Copy the records below line for line, changing nothing.

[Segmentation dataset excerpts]
________
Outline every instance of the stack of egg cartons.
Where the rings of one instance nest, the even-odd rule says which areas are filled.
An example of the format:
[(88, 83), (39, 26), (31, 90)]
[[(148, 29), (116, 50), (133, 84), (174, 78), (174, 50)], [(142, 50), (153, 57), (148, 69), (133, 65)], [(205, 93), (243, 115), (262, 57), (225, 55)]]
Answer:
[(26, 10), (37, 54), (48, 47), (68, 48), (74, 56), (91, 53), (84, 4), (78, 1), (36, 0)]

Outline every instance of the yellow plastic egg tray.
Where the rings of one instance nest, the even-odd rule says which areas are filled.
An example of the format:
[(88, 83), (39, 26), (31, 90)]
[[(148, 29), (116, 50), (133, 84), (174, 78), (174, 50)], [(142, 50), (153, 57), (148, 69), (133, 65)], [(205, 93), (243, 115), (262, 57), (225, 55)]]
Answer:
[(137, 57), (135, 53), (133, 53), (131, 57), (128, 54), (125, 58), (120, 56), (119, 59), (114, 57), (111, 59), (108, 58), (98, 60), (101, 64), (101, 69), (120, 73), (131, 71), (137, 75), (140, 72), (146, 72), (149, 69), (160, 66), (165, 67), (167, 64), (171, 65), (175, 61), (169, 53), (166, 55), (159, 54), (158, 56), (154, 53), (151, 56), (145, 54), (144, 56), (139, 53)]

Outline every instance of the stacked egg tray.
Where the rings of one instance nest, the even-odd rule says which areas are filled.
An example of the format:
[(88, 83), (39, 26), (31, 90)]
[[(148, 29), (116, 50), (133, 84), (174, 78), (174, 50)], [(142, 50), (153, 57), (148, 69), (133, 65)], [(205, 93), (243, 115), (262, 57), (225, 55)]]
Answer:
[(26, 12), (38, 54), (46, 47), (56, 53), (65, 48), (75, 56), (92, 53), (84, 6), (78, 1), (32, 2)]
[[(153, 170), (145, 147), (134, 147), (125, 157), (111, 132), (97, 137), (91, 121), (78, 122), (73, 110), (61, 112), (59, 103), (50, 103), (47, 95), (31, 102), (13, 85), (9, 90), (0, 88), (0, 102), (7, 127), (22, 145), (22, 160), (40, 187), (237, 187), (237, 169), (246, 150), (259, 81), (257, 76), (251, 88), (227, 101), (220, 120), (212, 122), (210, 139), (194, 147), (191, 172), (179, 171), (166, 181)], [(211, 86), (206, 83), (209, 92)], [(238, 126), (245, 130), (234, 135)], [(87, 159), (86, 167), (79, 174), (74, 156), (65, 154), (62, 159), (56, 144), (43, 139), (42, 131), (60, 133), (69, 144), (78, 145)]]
________
▶ _Solution to this exercise_
Outline every instance of the stack of egg cartons.
Where the rings of one instance nest, the even-odd rule says which areas are filled.
An example of the format:
[(88, 83), (39, 26), (31, 90)]
[[(148, 29), (116, 50), (133, 84), (174, 78), (174, 50)], [(142, 50), (153, 57), (148, 69), (133, 65)], [(205, 93), (243, 115), (262, 57), (225, 55)]]
Answer:
[(26, 10), (37, 54), (48, 47), (68, 48), (74, 56), (91, 53), (84, 4), (78, 1), (36, 0)]

Outline every instance of the yellow plastic egg tray.
Where the rings of one instance nest, the even-odd rule says which areas are filled.
An example of the format:
[(88, 83), (39, 26), (31, 90)]
[[(148, 29), (116, 50), (133, 84), (174, 78), (174, 50)], [(142, 50), (153, 57), (148, 69), (133, 65)], [(205, 93), (243, 115), (262, 57), (225, 55)]]
Answer:
[(137, 57), (135, 53), (133, 53), (131, 57), (128, 54), (125, 58), (120, 56), (119, 59), (114, 57), (111, 59), (108, 58), (98, 60), (101, 64), (101, 69), (120, 73), (131, 71), (137, 75), (140, 72), (146, 72), (149, 69), (160, 66), (165, 67), (167, 64), (171, 65), (175, 61), (169, 53), (166, 55), (159, 54), (158, 56), (154, 53), (151, 56), (145, 54), (144, 56), (139, 53)]

Outline every instance of the stacked egg tray.
Where the rings of one instance nest, the even-odd rule says which areas are filled.
An example of the format:
[(88, 83), (39, 26), (31, 90)]
[[(148, 29), (116, 50), (133, 84), (174, 78), (174, 50)], [(142, 50), (153, 57), (148, 69), (133, 65)], [(205, 93), (243, 115), (262, 57), (225, 55)]]
Answer:
[(26, 12), (38, 54), (46, 47), (56, 53), (65, 48), (75, 56), (92, 53), (84, 6), (78, 1), (32, 2)]
[[(153, 170), (145, 147), (134, 147), (125, 157), (111, 132), (97, 137), (91, 121), (78, 122), (73, 110), (61, 112), (59, 103), (50, 103), (47, 95), (31, 102), (13, 85), (9, 90), (0, 88), (0, 102), (7, 127), (22, 145), (22, 160), (40, 187), (237, 187), (237, 169), (246, 150), (259, 81), (257, 76), (251, 88), (227, 101), (220, 120), (212, 122), (210, 139), (194, 147), (191, 172), (179, 171), (166, 181)], [(211, 86), (206, 83), (209, 92)], [(238, 126), (245, 130), (234, 135)], [(87, 159), (86, 167), (79, 174), (74, 156), (65, 154), (62, 159), (56, 144), (43, 139), (42, 131), (60, 133), (69, 144), (78, 145)]]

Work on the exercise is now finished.